### TASK DIRECTIONS
Reproduce every record precisely, leaving no line out.

### RECORDS TO USE
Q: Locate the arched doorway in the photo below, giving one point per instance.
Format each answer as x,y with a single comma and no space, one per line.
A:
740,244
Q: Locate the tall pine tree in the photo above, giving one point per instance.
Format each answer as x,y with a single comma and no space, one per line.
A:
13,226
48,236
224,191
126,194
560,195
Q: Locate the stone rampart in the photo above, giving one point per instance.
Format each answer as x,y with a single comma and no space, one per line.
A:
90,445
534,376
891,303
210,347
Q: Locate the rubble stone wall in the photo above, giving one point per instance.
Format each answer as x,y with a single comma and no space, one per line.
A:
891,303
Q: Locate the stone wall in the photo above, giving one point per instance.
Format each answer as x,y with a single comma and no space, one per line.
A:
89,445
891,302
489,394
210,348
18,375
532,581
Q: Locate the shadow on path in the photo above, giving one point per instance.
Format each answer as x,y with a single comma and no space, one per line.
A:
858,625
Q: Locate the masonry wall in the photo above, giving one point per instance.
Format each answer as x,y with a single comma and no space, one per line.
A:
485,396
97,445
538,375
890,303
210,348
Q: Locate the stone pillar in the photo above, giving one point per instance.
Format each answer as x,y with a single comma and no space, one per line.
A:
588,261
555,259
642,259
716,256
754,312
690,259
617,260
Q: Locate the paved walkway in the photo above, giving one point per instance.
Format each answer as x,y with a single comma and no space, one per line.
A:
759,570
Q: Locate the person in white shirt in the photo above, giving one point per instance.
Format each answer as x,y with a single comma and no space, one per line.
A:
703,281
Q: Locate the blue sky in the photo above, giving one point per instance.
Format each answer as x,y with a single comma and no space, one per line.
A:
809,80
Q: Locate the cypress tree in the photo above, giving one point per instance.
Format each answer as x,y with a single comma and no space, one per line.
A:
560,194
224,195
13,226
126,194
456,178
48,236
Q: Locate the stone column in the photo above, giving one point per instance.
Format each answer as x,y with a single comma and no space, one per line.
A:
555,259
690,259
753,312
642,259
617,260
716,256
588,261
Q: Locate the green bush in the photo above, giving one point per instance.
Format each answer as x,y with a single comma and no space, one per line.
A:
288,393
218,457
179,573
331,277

### SOLUTION TO THIS TASK
Q: Locate the arched doorway in the photo below, giving one point per instance.
Format each answer as x,y with a single comma and no space, one per line.
A:
740,244
Q: Locate the tall pine tree in the photo above, giving one point per instance.
Format each answer as x,y with a single comma and no space, one per line.
A:
13,226
48,236
224,191
126,194
560,195
Q: Locate the stone rampart in the photo above, giving one point per instance.
Format each answer as x,y with a single comma and no space, one per line.
A:
90,445
534,376
891,303
210,347
Q: Locate the rubble stone wall in the photo above, giving one point per instance.
Format each answer as x,y with a single comma and no space, one per line.
A:
891,303
Q: Locate the stone wall in the photo above, giving one point per instance.
Format each answer as x,y with a single comma and no space, one per line.
A:
89,445
891,302
489,394
210,348
18,375
532,581
Q: Locate the shadow on path in the photo above, giving one point per instance.
Format each answer as x,y with a single comma and no space, one per line.
A:
858,625
Q: Locate the masonry wall in the photo above, giving one point per instance.
Format each answer as x,y with a single comma and no space, one per line.
A:
485,396
97,445
538,375
890,303
210,348
Q: Locate the stone pillar in the photo above, giving one point per instance.
Format each answer as x,y with a single comma and no space, one per line.
A:
588,261
555,259
642,259
716,256
754,312
690,259
617,260
Q: Locate the paved walkway in the photo above, giving one point per instance.
Format each answer as x,y with a single comma and no space, one per line.
A:
759,570
Q: Locate the person in white shirt in the photo above, giving one point per instance.
Format each answer as x,y with a single comma and no space, one per line.
A:
703,281
Q: Locate the blue sky in the photo above, giving one point per instance.
Format each answer as x,y with a single comma and no space, one per line.
A:
809,80
Q: Locate the cypress tree in the photo above, giving one point per instance.
Format each answer as x,y with a single comma and no space, one per line.
A:
560,194
224,195
13,226
126,194
456,178
48,236
Q: Locate the stone column in the photo above, giving one point per instance.
Format each answer as x,y with a single comma and no space, one per line.
A:
555,259
690,259
753,312
642,259
617,260
716,256
588,261
Q: Locate the green bush in the photo above, giving one point per instance.
Format each answer as x,y with a single comma and no space, one per line.
A:
288,393
218,457
179,573
331,277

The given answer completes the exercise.